Texto proporcionado:
§

El criterio de estos jueces puede ser criticable o plausible —según el pensamiento de cada cual— más, de lo que no puede dudarse, es de que el criterio de estos jueces era absolutamente independiente.

El poder, molesto con estas decisiones, ha decidido tomar cartas en el asunto y, la principal que ha tomado, es la que mejor ilustra la forma en que los ejecutivos tratan de influir en el sentido de las decisiones de los jueces: ha decidido trasladar la competencia para tomar este tipo de decisiones de los juzgados a los Tribunales Superiores de Justicia.

¿Cómo afecta esto a las decisiones judiciales?

Trataré de explicarme.

Los jueces, guste o no, son elegidos a través de un proceso donde el criterio político no tiene influencia alguna. La forma de acceso a la carrera judicial es memorizar para luego exponer una serie de contenidos, de forma que es la calidad reproductora del aspirante la que determina si este accederá o no a la carrera. Esta forma de acceso puede ser alabada, criticada, denostada e incluso satirizada, pero lo que nunca se podrá decir de ella es que está sesgada por ningún criterio político.

§

Instrucciones y requisitos: Extrae literalmente del texto sobre la independencia judicial el fragmento que empieza en las palabras "El poder, molesto" y termina después de las palabras "las decisiones judiciales?". Los datos no guardan ninguna relación con el texto sobre la independencia judicial.

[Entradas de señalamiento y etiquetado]
§

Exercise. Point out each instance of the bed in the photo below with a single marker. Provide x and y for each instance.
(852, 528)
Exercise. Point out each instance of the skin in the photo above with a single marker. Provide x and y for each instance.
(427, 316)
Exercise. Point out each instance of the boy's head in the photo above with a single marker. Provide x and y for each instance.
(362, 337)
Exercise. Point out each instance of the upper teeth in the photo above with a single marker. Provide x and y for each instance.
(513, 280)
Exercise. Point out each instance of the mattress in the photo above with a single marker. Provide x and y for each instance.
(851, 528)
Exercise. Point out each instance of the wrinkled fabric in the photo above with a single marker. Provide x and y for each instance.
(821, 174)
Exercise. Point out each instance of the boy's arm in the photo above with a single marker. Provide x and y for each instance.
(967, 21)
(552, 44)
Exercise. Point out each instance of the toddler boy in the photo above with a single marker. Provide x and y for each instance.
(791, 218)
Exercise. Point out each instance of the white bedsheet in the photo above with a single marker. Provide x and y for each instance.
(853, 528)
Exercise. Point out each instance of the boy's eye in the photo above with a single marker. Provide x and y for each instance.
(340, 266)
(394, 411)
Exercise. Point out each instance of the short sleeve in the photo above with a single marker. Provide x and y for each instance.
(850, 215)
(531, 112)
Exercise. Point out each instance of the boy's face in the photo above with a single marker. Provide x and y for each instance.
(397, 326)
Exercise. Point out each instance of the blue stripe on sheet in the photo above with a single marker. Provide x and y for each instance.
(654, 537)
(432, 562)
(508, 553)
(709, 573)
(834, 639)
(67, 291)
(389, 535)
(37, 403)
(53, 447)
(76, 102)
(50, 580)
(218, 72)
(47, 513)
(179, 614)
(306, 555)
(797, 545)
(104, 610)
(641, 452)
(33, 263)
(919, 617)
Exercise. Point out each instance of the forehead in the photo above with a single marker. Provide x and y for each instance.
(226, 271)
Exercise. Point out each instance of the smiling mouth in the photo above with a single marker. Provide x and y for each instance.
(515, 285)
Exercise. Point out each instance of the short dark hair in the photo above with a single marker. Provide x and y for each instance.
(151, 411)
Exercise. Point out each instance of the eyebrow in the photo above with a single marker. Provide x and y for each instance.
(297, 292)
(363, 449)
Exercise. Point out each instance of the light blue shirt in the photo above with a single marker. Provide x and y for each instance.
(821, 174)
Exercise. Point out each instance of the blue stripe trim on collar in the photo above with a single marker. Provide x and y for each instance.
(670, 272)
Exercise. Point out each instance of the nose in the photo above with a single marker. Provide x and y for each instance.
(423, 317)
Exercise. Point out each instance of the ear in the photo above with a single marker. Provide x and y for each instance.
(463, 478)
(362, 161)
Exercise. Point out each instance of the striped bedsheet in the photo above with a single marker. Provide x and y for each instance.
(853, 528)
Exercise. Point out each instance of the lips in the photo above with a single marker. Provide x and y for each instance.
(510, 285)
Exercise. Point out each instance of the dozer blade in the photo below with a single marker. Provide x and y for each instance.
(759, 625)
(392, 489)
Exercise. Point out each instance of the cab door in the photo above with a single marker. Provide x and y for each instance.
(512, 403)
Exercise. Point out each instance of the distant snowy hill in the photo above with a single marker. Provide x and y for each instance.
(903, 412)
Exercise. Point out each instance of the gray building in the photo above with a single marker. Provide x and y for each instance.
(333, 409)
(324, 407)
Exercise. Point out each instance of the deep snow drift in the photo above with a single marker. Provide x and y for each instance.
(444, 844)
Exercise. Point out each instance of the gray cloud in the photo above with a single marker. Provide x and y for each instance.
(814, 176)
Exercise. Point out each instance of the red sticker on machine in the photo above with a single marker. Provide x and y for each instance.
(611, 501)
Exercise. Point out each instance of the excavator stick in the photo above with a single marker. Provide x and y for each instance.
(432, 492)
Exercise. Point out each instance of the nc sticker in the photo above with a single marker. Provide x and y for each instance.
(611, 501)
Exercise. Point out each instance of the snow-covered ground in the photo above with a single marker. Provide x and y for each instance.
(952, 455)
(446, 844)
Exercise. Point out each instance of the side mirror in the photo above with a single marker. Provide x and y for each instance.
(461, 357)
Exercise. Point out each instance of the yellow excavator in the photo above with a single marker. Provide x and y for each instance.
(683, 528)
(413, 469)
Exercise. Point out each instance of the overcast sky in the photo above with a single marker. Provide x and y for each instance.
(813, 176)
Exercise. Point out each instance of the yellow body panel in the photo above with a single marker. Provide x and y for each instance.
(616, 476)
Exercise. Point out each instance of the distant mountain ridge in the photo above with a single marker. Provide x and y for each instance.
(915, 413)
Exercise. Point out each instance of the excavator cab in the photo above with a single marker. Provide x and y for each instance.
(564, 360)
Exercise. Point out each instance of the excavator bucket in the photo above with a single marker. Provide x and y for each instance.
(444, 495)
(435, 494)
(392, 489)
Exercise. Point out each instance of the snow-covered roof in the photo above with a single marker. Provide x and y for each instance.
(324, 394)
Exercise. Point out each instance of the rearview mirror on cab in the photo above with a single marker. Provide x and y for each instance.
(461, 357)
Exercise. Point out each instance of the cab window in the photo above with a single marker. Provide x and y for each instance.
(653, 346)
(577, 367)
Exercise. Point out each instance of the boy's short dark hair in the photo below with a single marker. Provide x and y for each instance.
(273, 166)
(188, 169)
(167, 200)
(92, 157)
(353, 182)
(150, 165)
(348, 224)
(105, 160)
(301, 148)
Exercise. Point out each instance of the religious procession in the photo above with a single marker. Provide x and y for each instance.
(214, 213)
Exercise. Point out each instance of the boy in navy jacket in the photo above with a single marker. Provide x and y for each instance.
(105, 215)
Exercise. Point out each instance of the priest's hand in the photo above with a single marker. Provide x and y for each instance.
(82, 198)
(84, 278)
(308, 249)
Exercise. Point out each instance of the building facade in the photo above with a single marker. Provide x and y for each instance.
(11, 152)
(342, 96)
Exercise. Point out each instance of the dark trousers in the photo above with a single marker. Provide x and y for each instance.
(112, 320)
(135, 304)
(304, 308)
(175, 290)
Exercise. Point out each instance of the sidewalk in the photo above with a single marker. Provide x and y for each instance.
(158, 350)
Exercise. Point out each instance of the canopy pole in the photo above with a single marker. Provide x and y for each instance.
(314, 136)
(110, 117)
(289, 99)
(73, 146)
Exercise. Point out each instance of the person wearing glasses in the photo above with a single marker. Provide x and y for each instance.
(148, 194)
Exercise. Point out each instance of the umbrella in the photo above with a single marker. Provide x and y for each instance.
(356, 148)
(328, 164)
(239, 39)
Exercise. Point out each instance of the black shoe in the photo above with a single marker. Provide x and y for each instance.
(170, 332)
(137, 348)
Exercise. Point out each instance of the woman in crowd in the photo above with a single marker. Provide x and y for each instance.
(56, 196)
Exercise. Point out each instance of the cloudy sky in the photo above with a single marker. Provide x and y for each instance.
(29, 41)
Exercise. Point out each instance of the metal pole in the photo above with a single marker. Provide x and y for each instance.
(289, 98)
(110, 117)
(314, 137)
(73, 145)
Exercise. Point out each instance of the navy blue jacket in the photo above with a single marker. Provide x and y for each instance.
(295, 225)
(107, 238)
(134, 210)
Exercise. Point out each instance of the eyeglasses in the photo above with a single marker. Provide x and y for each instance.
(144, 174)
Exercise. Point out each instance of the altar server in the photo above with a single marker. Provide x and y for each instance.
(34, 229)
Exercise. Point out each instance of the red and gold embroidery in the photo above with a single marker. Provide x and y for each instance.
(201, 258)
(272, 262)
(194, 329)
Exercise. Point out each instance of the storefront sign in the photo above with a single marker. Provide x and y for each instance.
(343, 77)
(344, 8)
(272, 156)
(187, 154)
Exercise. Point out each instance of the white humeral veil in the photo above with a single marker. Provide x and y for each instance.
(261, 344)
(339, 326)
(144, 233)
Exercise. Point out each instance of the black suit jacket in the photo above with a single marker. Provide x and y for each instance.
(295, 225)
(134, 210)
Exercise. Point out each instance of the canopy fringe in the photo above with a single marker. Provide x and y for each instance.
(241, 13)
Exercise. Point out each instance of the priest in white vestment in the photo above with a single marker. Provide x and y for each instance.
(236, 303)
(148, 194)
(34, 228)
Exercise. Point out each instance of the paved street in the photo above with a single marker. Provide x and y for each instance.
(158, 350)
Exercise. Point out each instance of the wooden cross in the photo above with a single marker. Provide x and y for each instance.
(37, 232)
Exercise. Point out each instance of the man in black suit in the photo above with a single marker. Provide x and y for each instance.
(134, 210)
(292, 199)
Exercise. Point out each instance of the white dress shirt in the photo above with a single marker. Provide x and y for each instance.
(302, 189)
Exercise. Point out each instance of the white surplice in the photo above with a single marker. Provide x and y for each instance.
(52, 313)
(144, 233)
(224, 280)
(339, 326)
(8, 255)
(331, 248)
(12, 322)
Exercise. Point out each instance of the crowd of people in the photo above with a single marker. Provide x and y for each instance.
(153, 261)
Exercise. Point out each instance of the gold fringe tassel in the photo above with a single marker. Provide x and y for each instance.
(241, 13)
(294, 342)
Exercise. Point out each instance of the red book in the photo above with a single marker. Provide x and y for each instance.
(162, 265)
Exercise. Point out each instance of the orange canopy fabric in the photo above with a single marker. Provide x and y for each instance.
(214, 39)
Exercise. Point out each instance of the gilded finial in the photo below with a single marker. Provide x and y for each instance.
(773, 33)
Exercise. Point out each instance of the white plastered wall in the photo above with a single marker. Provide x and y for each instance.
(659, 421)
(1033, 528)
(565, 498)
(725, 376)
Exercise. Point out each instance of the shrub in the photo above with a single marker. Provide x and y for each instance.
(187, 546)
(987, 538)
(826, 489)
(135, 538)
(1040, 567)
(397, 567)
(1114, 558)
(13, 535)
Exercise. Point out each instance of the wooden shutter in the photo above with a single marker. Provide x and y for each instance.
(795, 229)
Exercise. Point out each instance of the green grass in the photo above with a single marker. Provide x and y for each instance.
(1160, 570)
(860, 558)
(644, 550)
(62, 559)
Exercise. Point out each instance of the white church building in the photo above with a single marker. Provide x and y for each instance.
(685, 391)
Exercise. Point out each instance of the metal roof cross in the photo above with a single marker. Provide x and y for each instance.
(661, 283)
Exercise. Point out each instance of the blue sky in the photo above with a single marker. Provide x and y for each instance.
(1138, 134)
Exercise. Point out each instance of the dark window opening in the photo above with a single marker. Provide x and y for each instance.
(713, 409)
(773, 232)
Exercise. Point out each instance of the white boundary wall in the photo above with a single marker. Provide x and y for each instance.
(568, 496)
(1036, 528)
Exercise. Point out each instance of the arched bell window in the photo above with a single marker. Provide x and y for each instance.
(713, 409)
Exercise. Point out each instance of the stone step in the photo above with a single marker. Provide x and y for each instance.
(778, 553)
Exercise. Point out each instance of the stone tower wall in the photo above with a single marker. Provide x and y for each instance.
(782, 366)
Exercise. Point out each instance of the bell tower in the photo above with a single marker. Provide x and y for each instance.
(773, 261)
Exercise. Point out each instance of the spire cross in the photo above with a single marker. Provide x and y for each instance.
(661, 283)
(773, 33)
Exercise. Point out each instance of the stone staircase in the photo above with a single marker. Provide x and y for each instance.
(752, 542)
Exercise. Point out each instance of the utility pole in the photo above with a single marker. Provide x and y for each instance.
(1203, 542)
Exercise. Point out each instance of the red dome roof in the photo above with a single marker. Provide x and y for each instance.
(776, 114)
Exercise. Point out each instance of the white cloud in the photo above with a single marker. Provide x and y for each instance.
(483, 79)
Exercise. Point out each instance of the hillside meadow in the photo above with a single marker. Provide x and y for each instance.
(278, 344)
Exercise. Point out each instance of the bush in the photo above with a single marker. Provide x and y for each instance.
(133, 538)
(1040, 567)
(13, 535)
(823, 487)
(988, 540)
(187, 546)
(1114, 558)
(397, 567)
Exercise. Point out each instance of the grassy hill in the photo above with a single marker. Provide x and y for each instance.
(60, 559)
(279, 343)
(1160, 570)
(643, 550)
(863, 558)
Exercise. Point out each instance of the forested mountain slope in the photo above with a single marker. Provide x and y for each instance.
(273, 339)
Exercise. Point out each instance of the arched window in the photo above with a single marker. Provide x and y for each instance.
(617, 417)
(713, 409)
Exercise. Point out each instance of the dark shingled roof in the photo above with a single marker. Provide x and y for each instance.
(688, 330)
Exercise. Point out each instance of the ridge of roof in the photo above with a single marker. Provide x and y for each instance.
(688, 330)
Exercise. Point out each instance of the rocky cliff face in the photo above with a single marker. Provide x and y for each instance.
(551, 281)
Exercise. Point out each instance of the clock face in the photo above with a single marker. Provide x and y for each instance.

§

Resultado del ejercicio:
El poder, molesto con estas decisiones, ha decidido tomar cartas en el asunto y, la principal que ha tomado, es la que mejor ilustra la forma en que los ejecutivos tratan de influir en el sentido de las decisiones de los jueces: ha decidido trasladar la competencia para tomar este tipo de decisiones de los juzgados a los Tribunales Superiores de Justicia.

¿Cómo afecta esto a las decisiones judiciales?